(Records from a data source)
· · · ·

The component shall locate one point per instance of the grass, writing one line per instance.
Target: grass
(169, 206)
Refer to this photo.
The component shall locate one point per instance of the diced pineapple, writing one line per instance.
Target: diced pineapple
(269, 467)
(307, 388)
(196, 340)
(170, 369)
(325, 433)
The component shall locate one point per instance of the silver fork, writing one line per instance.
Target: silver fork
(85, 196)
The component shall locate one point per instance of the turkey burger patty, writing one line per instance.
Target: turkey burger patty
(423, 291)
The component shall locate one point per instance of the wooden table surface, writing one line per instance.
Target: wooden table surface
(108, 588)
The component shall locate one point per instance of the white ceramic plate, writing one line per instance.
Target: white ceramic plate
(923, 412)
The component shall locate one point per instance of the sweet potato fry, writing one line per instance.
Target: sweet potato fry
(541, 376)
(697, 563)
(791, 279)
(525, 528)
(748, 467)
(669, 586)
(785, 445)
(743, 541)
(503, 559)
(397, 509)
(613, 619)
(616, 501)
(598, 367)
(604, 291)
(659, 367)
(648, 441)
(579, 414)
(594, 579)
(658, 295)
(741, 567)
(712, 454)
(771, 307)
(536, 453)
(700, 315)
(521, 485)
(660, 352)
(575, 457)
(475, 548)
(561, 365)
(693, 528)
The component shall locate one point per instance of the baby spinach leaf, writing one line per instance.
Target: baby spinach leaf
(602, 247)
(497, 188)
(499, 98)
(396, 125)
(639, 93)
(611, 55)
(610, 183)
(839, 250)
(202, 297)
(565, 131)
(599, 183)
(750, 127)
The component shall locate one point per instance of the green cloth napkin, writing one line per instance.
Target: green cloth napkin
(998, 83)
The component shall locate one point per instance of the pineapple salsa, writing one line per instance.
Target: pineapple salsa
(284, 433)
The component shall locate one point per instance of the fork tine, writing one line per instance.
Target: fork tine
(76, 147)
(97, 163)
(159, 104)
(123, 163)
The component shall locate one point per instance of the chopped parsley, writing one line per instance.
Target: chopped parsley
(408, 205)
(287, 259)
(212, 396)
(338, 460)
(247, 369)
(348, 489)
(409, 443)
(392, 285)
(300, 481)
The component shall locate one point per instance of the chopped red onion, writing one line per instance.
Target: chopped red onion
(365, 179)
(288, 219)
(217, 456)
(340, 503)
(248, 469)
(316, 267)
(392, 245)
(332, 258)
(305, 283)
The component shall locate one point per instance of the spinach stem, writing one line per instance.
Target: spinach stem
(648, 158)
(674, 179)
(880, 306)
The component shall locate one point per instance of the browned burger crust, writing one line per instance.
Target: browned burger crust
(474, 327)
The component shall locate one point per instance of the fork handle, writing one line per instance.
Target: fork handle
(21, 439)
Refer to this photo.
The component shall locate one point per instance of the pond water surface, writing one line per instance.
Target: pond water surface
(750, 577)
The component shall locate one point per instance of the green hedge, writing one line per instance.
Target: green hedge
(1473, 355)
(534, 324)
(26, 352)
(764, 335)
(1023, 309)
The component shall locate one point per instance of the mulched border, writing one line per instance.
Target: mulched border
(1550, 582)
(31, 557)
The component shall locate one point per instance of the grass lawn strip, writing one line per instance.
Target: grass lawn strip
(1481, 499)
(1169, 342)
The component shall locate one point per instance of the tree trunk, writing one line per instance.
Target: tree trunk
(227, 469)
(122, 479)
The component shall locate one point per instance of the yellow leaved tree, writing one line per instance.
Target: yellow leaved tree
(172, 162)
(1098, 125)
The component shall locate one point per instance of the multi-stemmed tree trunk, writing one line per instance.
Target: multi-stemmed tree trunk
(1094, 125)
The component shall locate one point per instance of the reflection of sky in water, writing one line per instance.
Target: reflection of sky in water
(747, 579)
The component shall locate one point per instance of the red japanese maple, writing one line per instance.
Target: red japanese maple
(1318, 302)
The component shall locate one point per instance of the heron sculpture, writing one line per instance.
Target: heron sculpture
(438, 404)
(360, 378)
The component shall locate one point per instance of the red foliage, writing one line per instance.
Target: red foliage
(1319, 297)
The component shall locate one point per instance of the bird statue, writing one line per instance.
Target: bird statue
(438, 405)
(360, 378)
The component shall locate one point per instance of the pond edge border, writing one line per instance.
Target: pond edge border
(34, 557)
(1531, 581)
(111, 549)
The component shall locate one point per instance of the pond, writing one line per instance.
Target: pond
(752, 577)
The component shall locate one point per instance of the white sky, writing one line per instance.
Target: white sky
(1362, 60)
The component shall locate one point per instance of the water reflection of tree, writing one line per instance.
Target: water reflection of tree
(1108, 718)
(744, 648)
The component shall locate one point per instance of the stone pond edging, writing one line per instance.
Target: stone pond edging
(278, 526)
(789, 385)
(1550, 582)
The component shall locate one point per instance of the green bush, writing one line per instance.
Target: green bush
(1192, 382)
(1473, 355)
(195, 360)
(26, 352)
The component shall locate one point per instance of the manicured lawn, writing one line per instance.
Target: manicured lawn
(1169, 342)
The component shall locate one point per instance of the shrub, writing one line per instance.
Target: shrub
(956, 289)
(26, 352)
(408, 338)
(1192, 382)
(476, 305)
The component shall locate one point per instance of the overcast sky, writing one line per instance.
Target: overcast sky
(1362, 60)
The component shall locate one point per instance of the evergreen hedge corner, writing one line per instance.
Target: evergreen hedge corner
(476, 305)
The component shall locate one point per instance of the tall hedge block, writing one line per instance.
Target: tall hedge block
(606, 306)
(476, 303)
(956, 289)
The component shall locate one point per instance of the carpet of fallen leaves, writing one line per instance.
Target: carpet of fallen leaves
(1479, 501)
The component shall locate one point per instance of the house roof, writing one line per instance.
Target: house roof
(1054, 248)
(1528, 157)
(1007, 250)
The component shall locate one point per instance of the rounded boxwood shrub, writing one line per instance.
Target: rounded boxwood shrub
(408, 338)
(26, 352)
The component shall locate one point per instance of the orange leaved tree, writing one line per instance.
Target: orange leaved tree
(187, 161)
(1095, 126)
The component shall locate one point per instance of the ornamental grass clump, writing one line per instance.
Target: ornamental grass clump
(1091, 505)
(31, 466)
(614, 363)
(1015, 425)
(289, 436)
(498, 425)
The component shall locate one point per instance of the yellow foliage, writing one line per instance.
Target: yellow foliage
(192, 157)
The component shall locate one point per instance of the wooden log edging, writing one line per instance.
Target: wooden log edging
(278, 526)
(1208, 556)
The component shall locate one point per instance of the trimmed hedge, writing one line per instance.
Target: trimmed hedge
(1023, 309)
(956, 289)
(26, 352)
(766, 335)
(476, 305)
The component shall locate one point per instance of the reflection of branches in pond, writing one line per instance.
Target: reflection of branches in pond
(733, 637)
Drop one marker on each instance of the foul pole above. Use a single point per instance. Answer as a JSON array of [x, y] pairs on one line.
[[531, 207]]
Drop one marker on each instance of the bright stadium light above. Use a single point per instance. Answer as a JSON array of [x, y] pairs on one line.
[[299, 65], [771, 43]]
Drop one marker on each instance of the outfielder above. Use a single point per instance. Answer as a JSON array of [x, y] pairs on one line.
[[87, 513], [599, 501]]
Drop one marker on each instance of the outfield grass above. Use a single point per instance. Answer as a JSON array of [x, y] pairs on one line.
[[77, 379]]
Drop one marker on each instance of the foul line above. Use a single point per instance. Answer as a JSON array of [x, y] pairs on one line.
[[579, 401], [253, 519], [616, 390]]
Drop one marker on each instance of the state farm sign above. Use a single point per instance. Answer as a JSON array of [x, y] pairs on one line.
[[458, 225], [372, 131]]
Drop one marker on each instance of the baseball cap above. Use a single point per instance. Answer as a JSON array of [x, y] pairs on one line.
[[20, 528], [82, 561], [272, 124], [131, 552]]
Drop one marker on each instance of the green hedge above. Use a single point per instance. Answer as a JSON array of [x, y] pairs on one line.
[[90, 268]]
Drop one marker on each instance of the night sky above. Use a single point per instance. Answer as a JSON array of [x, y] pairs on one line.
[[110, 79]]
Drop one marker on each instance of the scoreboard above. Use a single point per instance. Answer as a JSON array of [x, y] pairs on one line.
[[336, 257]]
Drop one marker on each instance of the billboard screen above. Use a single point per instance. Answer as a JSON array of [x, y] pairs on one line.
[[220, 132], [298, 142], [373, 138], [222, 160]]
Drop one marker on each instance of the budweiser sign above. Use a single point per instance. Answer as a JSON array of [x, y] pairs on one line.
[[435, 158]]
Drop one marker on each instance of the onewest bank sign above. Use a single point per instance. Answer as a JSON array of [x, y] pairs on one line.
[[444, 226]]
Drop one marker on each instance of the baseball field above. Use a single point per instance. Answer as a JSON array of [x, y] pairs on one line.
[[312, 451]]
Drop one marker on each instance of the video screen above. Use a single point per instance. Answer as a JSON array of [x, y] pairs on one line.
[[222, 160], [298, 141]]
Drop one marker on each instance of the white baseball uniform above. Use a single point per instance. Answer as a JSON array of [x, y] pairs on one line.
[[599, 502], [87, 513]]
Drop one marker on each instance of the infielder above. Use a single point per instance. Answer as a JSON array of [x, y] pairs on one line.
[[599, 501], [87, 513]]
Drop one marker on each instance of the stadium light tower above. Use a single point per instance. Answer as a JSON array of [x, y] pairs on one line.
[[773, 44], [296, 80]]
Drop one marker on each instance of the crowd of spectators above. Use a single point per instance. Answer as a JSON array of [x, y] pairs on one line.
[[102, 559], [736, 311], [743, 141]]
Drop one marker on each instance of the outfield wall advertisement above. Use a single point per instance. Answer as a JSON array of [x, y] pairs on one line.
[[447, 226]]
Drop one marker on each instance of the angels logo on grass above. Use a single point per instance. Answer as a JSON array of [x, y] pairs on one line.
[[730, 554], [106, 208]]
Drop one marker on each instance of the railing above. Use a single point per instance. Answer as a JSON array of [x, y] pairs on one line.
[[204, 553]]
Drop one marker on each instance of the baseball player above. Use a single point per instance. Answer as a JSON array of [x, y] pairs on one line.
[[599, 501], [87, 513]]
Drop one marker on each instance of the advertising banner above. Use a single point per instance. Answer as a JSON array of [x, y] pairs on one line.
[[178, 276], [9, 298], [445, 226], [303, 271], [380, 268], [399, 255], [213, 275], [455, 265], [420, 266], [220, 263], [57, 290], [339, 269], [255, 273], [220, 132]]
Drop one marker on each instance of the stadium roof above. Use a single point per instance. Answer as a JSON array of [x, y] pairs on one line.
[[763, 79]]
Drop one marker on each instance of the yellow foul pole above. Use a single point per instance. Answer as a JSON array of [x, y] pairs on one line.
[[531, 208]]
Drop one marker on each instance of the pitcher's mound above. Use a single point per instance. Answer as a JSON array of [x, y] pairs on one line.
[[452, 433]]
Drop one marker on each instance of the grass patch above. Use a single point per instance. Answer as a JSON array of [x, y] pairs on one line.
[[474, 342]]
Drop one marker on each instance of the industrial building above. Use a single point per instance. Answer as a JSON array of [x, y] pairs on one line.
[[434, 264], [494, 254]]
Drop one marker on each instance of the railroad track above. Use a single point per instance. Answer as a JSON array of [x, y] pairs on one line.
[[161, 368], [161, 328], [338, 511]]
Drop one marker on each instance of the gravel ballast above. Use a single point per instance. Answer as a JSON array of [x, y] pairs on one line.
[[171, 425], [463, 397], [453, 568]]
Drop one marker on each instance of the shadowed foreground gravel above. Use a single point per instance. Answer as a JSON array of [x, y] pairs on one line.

· · · ·

* _Problem to work on_
Of the lines above, extract only those from the line with "lawn, writing one line per instance." to the line with "the shrub, writing one line per instance.", both included, exactly as written.

* _Answer section_
The component shall locate one point per instance of the manicured lawn, writing one line per instance.
Target: manicured lawn
(1169, 342)
The component shall locate one point per instance of the shrub, writing one line per instance.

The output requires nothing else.